---------- THE INPUT
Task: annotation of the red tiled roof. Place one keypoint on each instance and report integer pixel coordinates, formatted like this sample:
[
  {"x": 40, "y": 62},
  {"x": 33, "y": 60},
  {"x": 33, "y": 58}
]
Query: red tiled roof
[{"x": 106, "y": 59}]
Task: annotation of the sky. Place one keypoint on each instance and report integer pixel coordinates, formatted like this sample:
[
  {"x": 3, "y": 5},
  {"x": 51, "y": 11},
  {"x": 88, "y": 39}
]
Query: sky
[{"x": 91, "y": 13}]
--------------------
---------- THE INPUT
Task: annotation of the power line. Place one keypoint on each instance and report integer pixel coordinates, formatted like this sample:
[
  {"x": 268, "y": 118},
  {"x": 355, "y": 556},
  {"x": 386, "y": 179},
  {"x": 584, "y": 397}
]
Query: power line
--------------------
### TASK DESCRIPTION
Report every line in the data above that contains the string "like". Matching is case-sensitive.

### REPLY
Task: annotation of the red tiled roof. Place one keypoint on each instance and report integer pixel coordinates, formatted like this sample:
Task: annotation of the sky. Place one keypoint on each instance and report integer pixel coordinates, formatted like this sample:
Task: annotation of the power line. Place one keypoint on each instance and report integer pixel coordinates, formatted like this sample:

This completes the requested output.